● **WORK INSTRUCTIONS**: Write out again each line of the material below, unchanged, from the first one to the line that holds "output: a complete".

● **INPUT**:
..............................

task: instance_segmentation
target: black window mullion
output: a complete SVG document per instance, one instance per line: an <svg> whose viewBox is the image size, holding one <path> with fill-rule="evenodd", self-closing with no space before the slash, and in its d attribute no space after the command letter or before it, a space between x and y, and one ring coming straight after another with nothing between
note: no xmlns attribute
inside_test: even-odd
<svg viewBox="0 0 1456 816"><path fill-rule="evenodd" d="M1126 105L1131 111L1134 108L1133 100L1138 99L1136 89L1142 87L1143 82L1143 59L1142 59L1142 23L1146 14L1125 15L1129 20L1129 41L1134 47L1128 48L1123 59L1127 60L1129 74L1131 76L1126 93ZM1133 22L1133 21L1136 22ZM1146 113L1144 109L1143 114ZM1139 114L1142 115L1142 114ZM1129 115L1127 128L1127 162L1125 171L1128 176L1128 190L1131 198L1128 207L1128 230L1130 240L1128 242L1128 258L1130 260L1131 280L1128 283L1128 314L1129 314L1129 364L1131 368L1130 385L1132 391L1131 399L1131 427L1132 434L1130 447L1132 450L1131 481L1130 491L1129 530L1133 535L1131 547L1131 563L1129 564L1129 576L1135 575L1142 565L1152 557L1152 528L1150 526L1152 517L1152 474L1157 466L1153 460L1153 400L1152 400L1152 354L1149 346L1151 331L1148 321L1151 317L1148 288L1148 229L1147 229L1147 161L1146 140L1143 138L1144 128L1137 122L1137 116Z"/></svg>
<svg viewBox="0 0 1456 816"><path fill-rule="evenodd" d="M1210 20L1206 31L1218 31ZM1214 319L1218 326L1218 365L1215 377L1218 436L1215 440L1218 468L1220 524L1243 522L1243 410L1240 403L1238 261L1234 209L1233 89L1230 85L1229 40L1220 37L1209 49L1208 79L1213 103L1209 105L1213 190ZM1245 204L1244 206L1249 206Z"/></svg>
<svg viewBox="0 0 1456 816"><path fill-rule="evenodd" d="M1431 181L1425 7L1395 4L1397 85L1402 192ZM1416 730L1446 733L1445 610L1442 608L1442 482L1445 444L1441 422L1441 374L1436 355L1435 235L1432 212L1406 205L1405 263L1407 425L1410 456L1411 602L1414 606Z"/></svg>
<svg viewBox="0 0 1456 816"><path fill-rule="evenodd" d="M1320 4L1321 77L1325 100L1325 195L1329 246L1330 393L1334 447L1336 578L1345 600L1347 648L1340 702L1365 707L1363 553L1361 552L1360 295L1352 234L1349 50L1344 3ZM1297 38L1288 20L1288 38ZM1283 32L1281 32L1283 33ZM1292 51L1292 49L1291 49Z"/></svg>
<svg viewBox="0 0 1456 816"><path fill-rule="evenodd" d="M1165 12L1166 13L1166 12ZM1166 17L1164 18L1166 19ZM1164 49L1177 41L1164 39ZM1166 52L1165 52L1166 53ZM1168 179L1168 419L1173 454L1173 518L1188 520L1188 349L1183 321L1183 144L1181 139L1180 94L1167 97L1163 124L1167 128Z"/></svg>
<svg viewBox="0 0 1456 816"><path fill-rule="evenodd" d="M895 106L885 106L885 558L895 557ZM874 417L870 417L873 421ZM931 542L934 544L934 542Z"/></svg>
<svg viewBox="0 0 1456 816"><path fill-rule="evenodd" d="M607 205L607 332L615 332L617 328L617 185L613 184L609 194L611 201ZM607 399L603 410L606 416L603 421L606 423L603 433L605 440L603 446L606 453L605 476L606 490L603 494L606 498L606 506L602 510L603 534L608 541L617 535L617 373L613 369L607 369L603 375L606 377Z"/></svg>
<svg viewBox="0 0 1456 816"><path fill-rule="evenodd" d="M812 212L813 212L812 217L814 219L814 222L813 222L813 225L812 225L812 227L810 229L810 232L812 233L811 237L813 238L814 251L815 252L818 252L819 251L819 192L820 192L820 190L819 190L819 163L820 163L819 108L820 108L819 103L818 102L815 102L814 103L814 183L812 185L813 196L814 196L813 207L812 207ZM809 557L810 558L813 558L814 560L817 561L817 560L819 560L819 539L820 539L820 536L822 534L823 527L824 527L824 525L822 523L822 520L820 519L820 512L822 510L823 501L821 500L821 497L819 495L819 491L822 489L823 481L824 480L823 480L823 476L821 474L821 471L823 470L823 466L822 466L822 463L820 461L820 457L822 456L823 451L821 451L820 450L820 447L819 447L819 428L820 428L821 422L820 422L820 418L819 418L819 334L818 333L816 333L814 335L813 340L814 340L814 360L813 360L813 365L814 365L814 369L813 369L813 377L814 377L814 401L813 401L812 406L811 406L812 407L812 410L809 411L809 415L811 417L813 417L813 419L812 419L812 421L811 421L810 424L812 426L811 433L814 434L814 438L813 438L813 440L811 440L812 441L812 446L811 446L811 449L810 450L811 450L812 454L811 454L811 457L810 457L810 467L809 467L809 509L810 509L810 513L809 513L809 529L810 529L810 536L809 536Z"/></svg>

..............................

● **SOLUTION TO THE PROBLEM**:
task: instance_segmentation
target: black window mullion
output: a complete SVG document per instance, one instance per line: an <svg> whose viewBox is the image size, holding one <path> with fill-rule="evenodd", self-closing with no space before the slash, and in its d attribute no space after the command letter or before it, a space between x and y, and one ring coming straight after another with nothing between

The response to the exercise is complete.